Aim of the exercise: Write the material out again in full, word for word. Do not include the pictures.

Records shown:
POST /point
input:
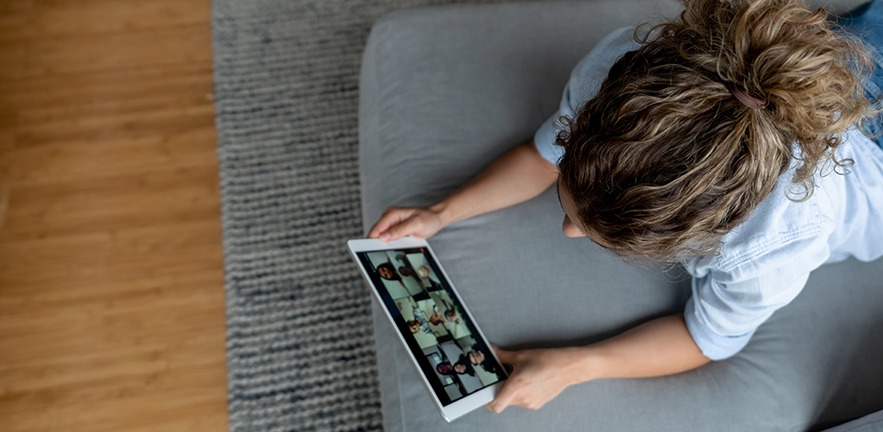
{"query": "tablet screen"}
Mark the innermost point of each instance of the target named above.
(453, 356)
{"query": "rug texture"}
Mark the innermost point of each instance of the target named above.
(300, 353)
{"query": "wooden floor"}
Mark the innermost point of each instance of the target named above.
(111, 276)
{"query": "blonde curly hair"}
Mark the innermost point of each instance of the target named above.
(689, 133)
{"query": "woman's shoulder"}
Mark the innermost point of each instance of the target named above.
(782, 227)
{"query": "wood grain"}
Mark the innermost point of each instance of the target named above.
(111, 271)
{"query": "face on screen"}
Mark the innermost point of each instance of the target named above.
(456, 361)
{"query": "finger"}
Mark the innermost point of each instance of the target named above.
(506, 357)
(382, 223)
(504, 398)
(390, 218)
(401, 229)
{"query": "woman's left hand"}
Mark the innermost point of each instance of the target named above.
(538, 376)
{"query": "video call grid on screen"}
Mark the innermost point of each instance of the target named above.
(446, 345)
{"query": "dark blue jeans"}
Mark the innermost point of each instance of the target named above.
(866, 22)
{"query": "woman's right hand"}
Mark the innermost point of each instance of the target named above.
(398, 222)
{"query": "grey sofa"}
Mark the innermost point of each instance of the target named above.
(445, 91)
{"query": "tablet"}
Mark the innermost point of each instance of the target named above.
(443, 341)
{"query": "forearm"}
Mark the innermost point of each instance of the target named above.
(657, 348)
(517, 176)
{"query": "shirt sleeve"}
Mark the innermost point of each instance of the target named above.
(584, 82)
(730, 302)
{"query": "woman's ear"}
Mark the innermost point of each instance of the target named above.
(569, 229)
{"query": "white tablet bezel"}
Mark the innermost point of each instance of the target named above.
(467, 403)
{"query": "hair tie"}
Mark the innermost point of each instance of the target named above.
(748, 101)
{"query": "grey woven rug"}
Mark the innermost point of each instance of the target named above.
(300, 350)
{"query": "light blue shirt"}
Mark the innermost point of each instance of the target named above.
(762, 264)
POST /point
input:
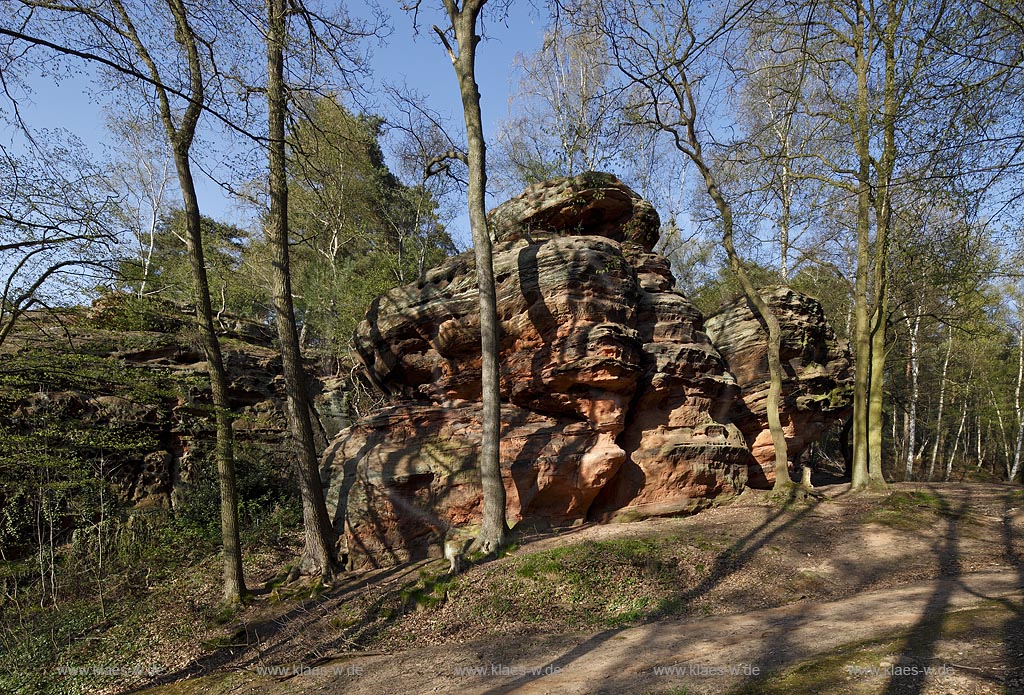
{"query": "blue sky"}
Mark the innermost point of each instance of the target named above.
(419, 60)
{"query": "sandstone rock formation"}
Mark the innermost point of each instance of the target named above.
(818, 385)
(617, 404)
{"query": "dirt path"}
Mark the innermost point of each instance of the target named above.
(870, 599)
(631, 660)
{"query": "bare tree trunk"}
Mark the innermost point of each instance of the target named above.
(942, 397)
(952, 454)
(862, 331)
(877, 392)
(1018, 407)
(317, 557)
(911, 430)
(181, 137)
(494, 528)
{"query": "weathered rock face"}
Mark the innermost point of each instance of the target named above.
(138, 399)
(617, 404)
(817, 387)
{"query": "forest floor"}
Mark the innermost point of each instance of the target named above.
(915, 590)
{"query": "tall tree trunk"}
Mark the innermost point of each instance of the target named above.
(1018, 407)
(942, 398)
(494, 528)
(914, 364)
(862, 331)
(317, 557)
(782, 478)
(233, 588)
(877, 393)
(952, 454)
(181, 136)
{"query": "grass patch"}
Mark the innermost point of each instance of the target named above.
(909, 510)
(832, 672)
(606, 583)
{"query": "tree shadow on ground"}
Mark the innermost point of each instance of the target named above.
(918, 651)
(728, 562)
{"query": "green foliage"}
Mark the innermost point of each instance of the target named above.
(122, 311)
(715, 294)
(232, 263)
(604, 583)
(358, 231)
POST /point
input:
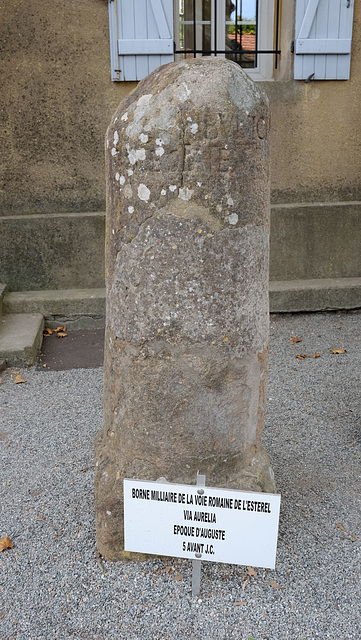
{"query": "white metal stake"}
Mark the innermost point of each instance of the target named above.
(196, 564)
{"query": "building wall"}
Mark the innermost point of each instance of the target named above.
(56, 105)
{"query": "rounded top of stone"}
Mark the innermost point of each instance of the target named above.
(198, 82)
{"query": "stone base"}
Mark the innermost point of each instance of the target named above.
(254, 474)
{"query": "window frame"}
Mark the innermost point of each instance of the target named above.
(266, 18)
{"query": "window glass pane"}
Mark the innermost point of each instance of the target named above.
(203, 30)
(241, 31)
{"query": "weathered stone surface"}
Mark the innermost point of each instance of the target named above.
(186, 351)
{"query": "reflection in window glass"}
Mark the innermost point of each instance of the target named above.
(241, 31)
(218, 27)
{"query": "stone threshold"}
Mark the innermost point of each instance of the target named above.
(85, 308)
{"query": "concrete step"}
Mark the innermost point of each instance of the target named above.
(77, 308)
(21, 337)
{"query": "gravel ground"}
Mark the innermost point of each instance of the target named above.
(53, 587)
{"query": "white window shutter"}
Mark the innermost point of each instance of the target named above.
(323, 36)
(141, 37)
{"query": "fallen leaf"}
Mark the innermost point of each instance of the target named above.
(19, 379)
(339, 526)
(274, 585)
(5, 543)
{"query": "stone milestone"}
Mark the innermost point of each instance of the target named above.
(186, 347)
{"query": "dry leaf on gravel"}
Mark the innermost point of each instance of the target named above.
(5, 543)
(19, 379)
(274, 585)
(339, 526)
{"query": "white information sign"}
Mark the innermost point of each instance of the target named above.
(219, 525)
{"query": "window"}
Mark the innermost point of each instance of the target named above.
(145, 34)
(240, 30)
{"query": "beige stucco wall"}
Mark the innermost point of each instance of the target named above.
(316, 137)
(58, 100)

Answer to the task:
POST /point
input:
{"query": "tablet screen"}
Mark the innermost point of each instance of the target named above.
(453, 356)
{"query": "rug texture"}
Mark the innermost point of each instance of the target named above.
(300, 353)
{"query": "wooden floor"}
Mark the innermost point of each instance of the target named above.
(111, 276)
{"query": "blonde curly hair"}
Mark the innermost point of each instance of the target named above.
(689, 133)
{"query": "woman's shoulder"}
Mark the innermost point of each instance of the target named above.
(782, 227)
{"query": "wood grain"}
Mark the innermost point of each instance of the target named above.
(111, 271)
{"query": "face on screen"}
Mark the innermost point of each instance of the target named above.
(456, 361)
{"query": "finger"}
Mark the innermost point of each instance of the target named above.
(506, 357)
(382, 223)
(504, 398)
(390, 218)
(401, 229)
{"query": "woman's left hand"}
Mark the innermost point of each instance of the target named above.
(538, 376)
{"query": "video call grid on screen"}
Mark the innermost point of each instance of the target named above.
(446, 345)
{"query": "dark blue jeans"}
Mark the innermost point of each instance of the target named above.
(866, 22)
{"query": "woman's right hand"}
Mark the innermost point of each instance of the target named above.
(398, 222)
{"query": "grey sofa"}
Mark the innermost point of each instance of the target named above.
(445, 91)
{"query": "tablet"}
Mark the innermost point of each instance of the target named above.
(443, 341)
{"query": "forearm"}
Mark the innermost point of each instance of the target named above.
(657, 348)
(517, 176)
{"query": "shirt sleeve"}
Mark the innermost point of each instance of the target named above.
(584, 82)
(730, 302)
{"query": "woman's ear"}
Mark the innermost point of each instance of the target named above.
(569, 229)
{"query": "white tablet bezel"}
Mark the innermost point of each instance of the target named above.
(467, 403)
{"query": "hair tie"}
Mark the innermost point of each instance of the target named above.
(748, 101)
{"query": "grey woven rug"}
Mark the innermost point of each instance of the target named above.
(300, 350)
{"query": "light blue shirt"}
Mark the innermost point of each instance of the target named above.
(762, 264)
POST /point
input:
{"query": "blue sky"}
Mark the innermost point of each instance of the target named above.
(419, 60)
{"query": "sandstone rock formation"}
Mark the innermost point of each instance of the target named above.
(818, 385)
(617, 404)
{"query": "dirt path"}
Mark the innermost point of each instance of the target named above.
(870, 599)
(631, 660)
{"query": "bare tree trunk"}
Mark the innermost point of each instance of the target named above.
(942, 397)
(952, 454)
(862, 331)
(877, 392)
(1018, 407)
(317, 557)
(911, 430)
(181, 137)
(494, 528)
{"query": "weathered rock face"}
Mark the innermost point of each instance of the target named above.
(138, 399)
(617, 404)
(817, 387)
{"query": "forest floor"}
Mark the innermost point of each instance of the target named above.
(915, 590)
{"query": "tall tree trunk"}
Mark the innermost point of each instance of the target named above.
(1018, 407)
(942, 398)
(494, 528)
(914, 364)
(862, 331)
(317, 557)
(782, 478)
(233, 588)
(877, 393)
(952, 454)
(181, 136)
{"query": "grass patch"}
Mark the innermost point of each instance of the target named above.
(909, 510)
(832, 672)
(606, 583)
{"query": "tree shadow on ground"}
Mark the innermost point of each instance of the target named above.
(918, 651)
(728, 562)
{"query": "green foliage"}
Mark the innermost point of each instance of the target named above.
(122, 311)
(715, 294)
(232, 263)
(604, 583)
(358, 231)
POST /point
input:
{"query": "white metal stake"}
Mark the innermost point of each instance of the target named above.
(196, 564)
{"query": "building wall"}
Mark the innermost point of each instance of the target named above.
(56, 105)
{"query": "rounded top of stone"}
Mark the innermost point of each instance of the target named above.
(198, 82)
{"query": "stone base"}
Mark the innermost point of each instance of the target named above.
(254, 474)
{"query": "window frame"}
Mark the innermost point of each instance of the target named above.
(266, 18)
{"query": "window glass pane"}
Mark the innermost point of each instance of the target named above.
(203, 30)
(241, 31)
{"query": "weathered stone surface"}
Mark the innermost point of each instance of the target named above.
(186, 351)
{"query": "reflection in window glass"}
Mark the innermost point of each instance of the target named above.
(241, 31)
(218, 27)
{"query": "stone threshold"}
Mark the innermost point of each instance of the target named above.
(85, 308)
{"query": "concrete step"}
Mark the innermost point of each instance of the target named above.
(77, 308)
(21, 337)
{"query": "gravel ground"}
Mark the innermost point of each instance of the target named above.
(53, 587)
{"query": "white window shutter"}
Mark the innermost point of each instance of the target named above.
(323, 36)
(141, 37)
{"query": "fallen leaf"}
Mark the innermost point of each instance of the target named above.
(19, 379)
(339, 526)
(274, 585)
(5, 543)
{"query": "stone milestone"}
Mark the innermost point of each instance of the target named above.
(186, 347)
{"query": "dry leaf on gravel"}
Mark the innermost point of each instance of the target named above.
(5, 543)
(19, 379)
(274, 585)
(339, 526)
{"query": "white information sign"}
Mark the innermost point of each instance of the target named above.
(219, 525)
{"query": "window"}
Mark the innermost point of each instance of the target named above.
(145, 34)
(240, 30)
{"query": "beige stucco wall"}
Mark the innermost point of each instance of the target named above.
(316, 137)
(58, 100)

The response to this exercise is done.